__Quoted passage__:
## begin
7.2 Ownership of the Goods will not pass to the Buyer until the Company has received in full (in cash or cleared funds) all sums due to it in respect of:
7.2.1 the Goods; and
7.2.2 all other sums which are or which become due to the Company from the Buyer on any account, whether for Goods or Services.
7.3 Until ownership of the Goods has passed to the Buyer, the Buyer must:
7.3.1 hold the Goods on a fiduciary basis as the Company’s bailee;
7.3.2 store the Goods (at no cost to the Company) separately from all other Goods of the Buyer or any third party in such a way that they remain readily identifiable as the Company’s property;
7.3.3 not destroy, deface or obscure any identifying mark or packaging on or relating to the Goods; and
7.3.4 maintain the Goods in satisfactory condition insured on the Company’s behalf for their full price against all
risks to the reasonable satisfaction of the Company, and will whenever requested by the Company produce a copy of the policy of insurance.
7.4 The Buyer may resell the Goods before ownership has passed to it solely on the following conditions:
7.4.1 any sale will be effected in the ordinary course of the Buyer’s business at full market value and the Buyer will account to the Company accordingly; and
7.4.2 any such sale will be a sale of the Company’s property on the Buyer’s own behalf and the Buyer will deal as principal when making such a sale.
7.5 The Buyer’s right to possession of the Goods will terminate immediately if any of the circumstances set out in Condition 11.1 occur.
7.6 The Company will be entitled to recover payment for the Goods notwithstanding that title in any of the Goods has not passed from the Company.
7.7 The Buyer grants the Company, its agents and employees an irrevocable licence at any time to enter any premises where the Goods are or may be stored in order to inspect them, or, where the Buyer’s right to possession has terminated, to recover them.
7.8 Where the Company is unable to determine whether any Goods are the goods in respect of which the Buyer’s right to possession has terminated, the Buyer will be deemed to have sold all goods of the kind sold by the Company to the Buyer in the order in which they were invoiced to the Buyer.
7.9 On termination of the Contract, howsoever caused, the Company’s (but not the Buyer’s) rights contained in this Condition 7 will remain in effect.
## end
__Given data__:
## begin
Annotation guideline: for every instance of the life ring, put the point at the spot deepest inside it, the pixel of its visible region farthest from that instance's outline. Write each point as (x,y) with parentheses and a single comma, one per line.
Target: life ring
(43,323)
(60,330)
## end
__Tasks to perform__:
1 – According to the retention-of-title clause, what must the Buyer produce whenever the Company requests it?
2 – Reproduce the retention-of-title clause word for word, starting at "7.8 Where the" and ending at "to the Buyer.".
3 – Proceed with the retention-of-title clause from the point where it stops.

__Answers provided__:
1 – A copy of the policy of insurance.

2 –
7.8 Where the Company is unable to determine whether any Goods are the goods in respect of which the Buyer’s right to possession has terminated, the Buyer will be deemed to have sold all goods of the kind sold by the Company to the Buyer in the order in which they were invoiced to the Buyer.

3 –
8. LIABILITY OF COMPANY
8.1 The Company will, free of charge, within a period of 12 months from the date of delivery of Goods, or where a Guarantee has been issued, for the Guarantee Period, which are proved to the reasonable satisfaction of the Company to be missing, damaged or defective due
to defects in material or design (other than a design made, furnished or specified by the Buyer), repair, or at its option provide or replace, such Goods. This obligation will not apply where:
8.1.1 the Goods have been improperly altered in any way whatsoever, or have been subject to misuse or unauthorised repair;
8.1.2 the Goods have been improperly installed or connected;
8.1.3 any maintenance requirements relating to the Goods have not been complied with;
8.1.4 the Buyer has failed to notify the Company of any defect(s) or missing item(s) from the order
acknowledgement within 48 hours of delivery where the defect(s) or missing item(s) should be apparent on reasonable inspection, or within 48 hours of the
same coming to the knowledge of the Buyer where the defect(s) or missing item(s) is not that which should be apparent on reasonable inspection, and in any event no later than 12 months from the date of delivery;
8.1.5 where a guarantee has been issued, and has been breached by the third party beneficiary of the Guarantee within the Guarantee Period
8.2 Any Goods which have been replaced by the Company will belong to the Company. Any repaired or replacement Goods will be liable to repair or
replacement under the terms specified in Condition 8.1 for the unexpired portion of the 12 month period from the original date of delivery of the replaced Goods or where a Guarantee has been issued, for the Guarantee Period.
8.3 In the event of any breach of the Company’s express obligations under Conditions 6.5, 8.1 and 8.2 above the remedies of the Buyer will be limited to damages.
8.4 The Company does not exclude its liability (if any) to the Buyer:
8.4.1 for breach of the Company’s obligations arising under section 12 Sale of Goods Act 1979 or section 2 Supply of Goods and Services Act 1982;
8.4.2 for personal injury or death resulting from the Company’s negligence;
8.4.3 under section 2(3) Consumer Protection Act 1987;
8.4.4 for any matter which it would be illegal for the Company to exclude (or to attempt to exclude) its liability; or
8.4.5 for fraud.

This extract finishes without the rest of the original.